• **Stated goal**
Repeat verbatim the lines of the data below, beginning with the line containing "this sample: (18,345)." and continuing to the end.

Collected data
= = = = =

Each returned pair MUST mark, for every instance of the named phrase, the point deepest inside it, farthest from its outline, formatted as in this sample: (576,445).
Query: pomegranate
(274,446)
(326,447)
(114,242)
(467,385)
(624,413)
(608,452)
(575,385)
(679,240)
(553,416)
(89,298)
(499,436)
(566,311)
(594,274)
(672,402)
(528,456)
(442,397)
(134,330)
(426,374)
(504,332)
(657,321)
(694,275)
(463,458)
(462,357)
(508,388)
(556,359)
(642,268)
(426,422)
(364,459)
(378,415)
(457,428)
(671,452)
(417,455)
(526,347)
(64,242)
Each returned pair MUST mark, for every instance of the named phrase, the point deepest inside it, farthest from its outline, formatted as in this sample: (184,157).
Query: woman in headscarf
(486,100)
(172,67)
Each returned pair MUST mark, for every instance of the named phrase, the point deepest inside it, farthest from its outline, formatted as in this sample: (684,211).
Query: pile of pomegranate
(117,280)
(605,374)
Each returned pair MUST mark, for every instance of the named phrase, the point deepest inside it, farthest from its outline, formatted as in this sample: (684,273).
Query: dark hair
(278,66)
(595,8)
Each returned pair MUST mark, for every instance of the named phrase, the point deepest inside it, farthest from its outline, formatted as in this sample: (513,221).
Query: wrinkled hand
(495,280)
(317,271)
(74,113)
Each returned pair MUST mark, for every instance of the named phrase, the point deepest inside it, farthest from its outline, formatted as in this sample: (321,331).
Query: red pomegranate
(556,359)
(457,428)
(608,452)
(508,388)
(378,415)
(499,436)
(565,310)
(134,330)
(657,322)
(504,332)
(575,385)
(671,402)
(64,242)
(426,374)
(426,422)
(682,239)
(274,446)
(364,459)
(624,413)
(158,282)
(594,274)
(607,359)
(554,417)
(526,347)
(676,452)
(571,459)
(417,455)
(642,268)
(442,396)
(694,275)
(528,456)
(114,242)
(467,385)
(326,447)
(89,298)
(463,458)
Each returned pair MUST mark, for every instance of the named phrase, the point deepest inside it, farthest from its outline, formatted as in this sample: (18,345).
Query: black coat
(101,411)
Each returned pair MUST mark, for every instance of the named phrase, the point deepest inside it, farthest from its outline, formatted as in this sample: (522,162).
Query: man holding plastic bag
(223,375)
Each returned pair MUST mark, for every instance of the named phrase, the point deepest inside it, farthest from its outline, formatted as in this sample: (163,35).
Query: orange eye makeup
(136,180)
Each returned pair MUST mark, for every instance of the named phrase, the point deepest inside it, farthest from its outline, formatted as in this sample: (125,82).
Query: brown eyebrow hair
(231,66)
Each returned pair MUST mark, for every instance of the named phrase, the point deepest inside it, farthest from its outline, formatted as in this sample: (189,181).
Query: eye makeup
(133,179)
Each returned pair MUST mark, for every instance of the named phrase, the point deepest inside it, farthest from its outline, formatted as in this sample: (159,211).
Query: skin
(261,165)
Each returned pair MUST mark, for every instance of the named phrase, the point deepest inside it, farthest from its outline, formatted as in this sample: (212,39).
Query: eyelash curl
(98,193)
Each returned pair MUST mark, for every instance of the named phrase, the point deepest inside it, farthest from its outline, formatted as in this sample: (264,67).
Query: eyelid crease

= = = = =

• **Final result**
Each returned pair MUST mark, for every instance of the named phrase, the point deepest inside it, farthest from its outline, formatted as in this sample: (18,345).
Query: black coat
(101,411)
Each returned pair MUST mark, for every instance of the named phrase, the point deepest inside it, farthest from its outline, formatted as in this sample: (522,162).
Query: man holding plastic bag
(223,375)
Each returned pair MUST mark, for every instance of the named phrase, the point deepest inside it, farthest from its outline, formatted as in this sample: (163,35).
Query: orange eye makeup
(136,180)
Each returned pair MUST mark, for every instance of the named phrase, the point deepest inside it, farthest from its outline, formatted as in this sample: (125,82).
Query: brown eyebrow hair
(231,66)
Each returned pair MUST mark, for every instance of the named phrase, the point deepest inside it, farthest from its outline, formatted as in this sample: (189,181).
Query: eye makeup
(133,179)
Each returned pair MUST mark, for every instance of the named phrase, the point deepest inside it, farthest from its outline, formatted as in this sample: (159,211).
Query: skin
(261,165)
Each returned pair MUST mark, for every instance of the named phrase, the point deepest inside it, farthest from its outline, formatted as in this sample: (212,39).
Query: eyelash curl
(98,193)
Each returned pair MUST mark, for every instance of the named phrase, the point deepest inside it, farthest from its outline, formatted as in this sample: (264,67).
Query: eyelid crease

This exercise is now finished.